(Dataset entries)
========
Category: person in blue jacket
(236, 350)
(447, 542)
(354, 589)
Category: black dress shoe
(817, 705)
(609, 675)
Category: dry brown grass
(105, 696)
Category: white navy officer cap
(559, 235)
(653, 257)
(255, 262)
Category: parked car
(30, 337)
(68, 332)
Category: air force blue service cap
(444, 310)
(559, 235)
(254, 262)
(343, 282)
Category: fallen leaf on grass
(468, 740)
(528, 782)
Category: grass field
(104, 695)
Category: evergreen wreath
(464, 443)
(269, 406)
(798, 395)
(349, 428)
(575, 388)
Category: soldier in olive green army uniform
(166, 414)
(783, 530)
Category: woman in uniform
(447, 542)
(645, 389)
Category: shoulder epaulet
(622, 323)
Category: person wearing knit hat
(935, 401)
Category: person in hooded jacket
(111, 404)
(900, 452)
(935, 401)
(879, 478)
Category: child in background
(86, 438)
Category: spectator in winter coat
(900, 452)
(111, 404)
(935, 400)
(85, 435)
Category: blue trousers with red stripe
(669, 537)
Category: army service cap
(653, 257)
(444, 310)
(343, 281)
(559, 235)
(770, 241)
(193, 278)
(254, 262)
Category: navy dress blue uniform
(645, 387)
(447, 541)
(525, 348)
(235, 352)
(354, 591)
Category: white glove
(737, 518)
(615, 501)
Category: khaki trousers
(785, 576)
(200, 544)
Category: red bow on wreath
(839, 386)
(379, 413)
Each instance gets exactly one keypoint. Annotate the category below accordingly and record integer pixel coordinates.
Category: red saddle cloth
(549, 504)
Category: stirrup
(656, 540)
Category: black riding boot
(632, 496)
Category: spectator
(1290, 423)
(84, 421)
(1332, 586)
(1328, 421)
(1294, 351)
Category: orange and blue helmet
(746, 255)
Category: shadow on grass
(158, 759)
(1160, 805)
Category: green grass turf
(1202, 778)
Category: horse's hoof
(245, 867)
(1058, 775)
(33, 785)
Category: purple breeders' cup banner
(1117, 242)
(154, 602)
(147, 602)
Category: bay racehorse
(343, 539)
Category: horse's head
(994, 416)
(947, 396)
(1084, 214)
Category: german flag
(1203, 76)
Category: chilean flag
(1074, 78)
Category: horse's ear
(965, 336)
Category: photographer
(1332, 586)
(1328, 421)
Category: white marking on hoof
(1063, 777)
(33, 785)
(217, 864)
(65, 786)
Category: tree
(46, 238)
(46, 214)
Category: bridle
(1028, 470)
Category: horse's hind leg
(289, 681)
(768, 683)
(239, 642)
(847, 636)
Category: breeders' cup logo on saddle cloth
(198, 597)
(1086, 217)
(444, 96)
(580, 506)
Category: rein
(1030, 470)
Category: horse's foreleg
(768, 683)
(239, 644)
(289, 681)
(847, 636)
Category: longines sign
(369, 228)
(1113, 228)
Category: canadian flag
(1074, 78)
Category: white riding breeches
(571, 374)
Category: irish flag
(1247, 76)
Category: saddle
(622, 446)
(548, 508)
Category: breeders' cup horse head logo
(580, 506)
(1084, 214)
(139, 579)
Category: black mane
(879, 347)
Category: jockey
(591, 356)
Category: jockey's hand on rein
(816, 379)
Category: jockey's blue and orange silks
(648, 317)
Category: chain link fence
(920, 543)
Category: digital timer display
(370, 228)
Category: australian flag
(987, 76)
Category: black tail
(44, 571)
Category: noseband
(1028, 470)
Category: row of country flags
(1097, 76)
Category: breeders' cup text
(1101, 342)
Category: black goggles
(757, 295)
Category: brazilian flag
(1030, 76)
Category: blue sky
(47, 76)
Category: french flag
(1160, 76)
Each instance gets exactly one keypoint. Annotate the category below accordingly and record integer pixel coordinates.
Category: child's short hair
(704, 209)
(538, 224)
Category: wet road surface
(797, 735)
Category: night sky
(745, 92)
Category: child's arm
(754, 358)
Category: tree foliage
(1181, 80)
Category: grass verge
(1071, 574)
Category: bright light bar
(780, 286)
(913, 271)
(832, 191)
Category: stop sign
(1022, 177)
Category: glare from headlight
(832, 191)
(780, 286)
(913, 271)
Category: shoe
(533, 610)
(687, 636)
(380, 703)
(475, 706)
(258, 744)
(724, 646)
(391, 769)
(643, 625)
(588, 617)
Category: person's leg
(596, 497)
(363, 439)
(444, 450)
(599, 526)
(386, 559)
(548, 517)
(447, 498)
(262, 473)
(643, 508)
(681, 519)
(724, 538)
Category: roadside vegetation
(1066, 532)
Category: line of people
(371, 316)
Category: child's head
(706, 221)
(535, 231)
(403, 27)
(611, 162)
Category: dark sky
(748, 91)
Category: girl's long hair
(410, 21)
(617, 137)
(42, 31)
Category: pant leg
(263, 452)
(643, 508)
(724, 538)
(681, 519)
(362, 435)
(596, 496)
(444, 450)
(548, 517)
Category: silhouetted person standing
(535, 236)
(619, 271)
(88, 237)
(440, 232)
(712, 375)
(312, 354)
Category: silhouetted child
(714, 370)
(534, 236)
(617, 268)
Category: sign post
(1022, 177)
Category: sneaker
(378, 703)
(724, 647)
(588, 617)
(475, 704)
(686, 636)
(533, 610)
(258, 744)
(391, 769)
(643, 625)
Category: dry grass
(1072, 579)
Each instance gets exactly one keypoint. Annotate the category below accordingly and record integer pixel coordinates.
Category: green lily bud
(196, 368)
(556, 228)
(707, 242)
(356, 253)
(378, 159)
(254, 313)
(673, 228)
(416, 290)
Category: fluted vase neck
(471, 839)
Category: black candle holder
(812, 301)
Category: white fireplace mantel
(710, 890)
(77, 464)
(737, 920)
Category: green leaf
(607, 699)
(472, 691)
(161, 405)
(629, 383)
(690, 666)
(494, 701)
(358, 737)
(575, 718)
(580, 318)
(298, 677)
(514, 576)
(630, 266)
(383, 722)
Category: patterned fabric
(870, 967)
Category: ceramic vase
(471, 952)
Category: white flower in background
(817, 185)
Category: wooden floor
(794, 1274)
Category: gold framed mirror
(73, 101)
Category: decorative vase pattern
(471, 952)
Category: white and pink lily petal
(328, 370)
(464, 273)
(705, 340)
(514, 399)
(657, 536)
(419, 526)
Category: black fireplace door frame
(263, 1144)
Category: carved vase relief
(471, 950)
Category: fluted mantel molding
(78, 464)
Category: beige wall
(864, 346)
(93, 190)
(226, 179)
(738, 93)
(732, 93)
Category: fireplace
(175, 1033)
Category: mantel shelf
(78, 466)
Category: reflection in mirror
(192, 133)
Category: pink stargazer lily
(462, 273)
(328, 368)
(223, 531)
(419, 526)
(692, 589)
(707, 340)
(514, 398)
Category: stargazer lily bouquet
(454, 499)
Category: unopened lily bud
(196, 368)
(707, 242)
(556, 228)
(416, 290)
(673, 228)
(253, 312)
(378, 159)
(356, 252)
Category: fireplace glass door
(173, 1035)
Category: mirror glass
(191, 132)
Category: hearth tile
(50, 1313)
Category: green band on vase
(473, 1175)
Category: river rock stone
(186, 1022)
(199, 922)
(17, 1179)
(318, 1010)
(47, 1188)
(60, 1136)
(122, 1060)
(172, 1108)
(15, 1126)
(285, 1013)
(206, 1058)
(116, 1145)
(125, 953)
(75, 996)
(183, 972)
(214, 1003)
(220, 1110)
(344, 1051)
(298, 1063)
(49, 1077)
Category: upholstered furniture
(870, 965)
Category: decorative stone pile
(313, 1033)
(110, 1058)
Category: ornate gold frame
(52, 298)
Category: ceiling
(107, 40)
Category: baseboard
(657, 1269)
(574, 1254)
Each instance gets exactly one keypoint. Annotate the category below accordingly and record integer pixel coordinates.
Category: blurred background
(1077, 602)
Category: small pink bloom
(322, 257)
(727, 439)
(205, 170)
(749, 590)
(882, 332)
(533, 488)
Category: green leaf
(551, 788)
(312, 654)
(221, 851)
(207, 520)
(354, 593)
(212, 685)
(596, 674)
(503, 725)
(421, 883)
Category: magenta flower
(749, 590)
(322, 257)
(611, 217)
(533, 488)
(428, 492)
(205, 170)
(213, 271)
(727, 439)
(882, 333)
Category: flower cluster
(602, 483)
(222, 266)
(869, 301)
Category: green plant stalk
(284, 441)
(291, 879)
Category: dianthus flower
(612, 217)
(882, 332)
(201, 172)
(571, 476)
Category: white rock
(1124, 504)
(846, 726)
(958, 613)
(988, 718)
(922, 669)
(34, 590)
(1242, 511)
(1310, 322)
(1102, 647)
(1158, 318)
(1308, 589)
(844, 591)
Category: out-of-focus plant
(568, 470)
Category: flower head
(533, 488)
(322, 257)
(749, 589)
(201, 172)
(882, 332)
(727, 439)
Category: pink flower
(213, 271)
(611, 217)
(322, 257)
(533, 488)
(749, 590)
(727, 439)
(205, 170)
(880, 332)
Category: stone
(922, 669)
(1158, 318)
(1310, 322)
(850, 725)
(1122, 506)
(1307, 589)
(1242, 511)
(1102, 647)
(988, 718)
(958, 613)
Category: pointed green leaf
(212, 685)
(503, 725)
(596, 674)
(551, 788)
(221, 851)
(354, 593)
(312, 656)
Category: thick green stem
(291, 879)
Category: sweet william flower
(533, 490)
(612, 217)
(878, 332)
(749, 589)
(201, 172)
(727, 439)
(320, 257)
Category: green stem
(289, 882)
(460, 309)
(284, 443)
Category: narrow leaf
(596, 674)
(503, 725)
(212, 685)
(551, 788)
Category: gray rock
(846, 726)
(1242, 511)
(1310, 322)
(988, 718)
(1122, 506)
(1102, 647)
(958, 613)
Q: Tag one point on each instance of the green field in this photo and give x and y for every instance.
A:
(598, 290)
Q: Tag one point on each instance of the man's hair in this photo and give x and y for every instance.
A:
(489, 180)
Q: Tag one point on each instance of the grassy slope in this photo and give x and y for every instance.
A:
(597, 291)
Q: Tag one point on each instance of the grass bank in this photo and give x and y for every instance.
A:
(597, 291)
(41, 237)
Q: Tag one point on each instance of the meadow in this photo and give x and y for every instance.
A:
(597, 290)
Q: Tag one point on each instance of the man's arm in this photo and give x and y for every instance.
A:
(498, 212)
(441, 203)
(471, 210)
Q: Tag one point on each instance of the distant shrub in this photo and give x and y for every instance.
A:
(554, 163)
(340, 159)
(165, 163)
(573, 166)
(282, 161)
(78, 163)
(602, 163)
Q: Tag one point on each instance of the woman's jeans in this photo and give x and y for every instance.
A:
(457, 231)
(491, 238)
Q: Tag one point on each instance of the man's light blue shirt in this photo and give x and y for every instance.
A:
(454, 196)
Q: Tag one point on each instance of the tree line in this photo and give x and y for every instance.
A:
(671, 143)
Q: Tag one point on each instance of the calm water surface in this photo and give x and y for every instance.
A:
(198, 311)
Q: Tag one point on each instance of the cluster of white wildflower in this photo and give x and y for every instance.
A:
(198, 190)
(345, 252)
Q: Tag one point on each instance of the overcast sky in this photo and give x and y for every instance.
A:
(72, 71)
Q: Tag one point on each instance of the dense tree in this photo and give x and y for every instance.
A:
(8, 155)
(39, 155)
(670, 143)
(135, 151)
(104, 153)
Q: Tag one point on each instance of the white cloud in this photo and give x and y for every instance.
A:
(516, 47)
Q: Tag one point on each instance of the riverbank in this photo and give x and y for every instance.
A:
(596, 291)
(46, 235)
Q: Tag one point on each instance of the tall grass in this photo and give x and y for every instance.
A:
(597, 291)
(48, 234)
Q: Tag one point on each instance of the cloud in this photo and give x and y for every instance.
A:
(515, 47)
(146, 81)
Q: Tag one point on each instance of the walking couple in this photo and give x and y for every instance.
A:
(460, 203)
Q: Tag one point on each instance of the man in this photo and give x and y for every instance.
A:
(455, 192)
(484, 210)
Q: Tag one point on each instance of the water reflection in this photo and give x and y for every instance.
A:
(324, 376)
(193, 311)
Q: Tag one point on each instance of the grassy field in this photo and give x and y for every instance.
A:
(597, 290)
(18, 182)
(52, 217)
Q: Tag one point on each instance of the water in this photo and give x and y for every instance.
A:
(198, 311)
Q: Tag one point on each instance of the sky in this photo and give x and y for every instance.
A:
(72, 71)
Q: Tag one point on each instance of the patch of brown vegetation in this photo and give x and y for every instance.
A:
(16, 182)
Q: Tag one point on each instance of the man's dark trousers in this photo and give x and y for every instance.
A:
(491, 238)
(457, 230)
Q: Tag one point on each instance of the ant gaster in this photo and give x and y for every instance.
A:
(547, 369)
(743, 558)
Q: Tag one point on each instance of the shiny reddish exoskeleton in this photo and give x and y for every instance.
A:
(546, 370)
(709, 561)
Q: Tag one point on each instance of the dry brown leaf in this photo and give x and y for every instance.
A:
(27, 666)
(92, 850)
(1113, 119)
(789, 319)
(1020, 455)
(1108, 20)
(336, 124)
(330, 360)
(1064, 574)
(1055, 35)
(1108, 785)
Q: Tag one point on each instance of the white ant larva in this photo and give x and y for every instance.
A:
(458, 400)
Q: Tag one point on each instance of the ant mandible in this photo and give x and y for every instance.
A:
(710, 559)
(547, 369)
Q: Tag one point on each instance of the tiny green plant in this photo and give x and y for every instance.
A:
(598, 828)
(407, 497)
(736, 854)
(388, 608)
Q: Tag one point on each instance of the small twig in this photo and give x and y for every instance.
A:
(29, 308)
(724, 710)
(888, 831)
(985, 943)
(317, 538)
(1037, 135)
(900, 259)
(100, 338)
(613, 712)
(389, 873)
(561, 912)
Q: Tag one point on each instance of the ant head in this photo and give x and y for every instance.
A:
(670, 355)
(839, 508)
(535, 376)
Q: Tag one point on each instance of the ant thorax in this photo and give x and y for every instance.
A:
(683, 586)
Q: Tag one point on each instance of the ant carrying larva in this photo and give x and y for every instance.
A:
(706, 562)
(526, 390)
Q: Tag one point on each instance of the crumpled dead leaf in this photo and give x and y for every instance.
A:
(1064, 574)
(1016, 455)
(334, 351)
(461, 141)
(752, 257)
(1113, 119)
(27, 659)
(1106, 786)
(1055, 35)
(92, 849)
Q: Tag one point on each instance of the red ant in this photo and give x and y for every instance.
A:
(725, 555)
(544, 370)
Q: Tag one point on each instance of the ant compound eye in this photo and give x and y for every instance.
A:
========
Return exactly the lines above from the line that has "Category: narrow leaf" through the line that has "Q: Tag one point on each instance of the man's arm", inclusive, and nothing else.

Category: narrow leaf
(596, 674)
(503, 725)
(212, 685)
(551, 788)
Category: gray rock
(846, 726)
(1242, 511)
(1310, 322)
(988, 718)
(1122, 506)
(1102, 647)
(958, 613)
Q: Tag one point on each instance of the green field in this photo and give x and y for every instance.
A:
(598, 290)
Q: Tag one point on each instance of the man's hair in this photo and give x and y for every instance.
A:
(489, 180)
Q: Tag one point on each instance of the grassy slope in this photo and give x and y for every instance.
A:
(597, 291)
Q: Tag one point on each instance of the grass bank in this photo and give x and y for every instance.
A:
(597, 291)
(41, 237)
Q: Tag one point on each instance of the meadow in this photo and give x and y for every instance.
A:
(597, 290)
Q: Tag one point on each instance of the man's arm in this photo and give x and y for every instance.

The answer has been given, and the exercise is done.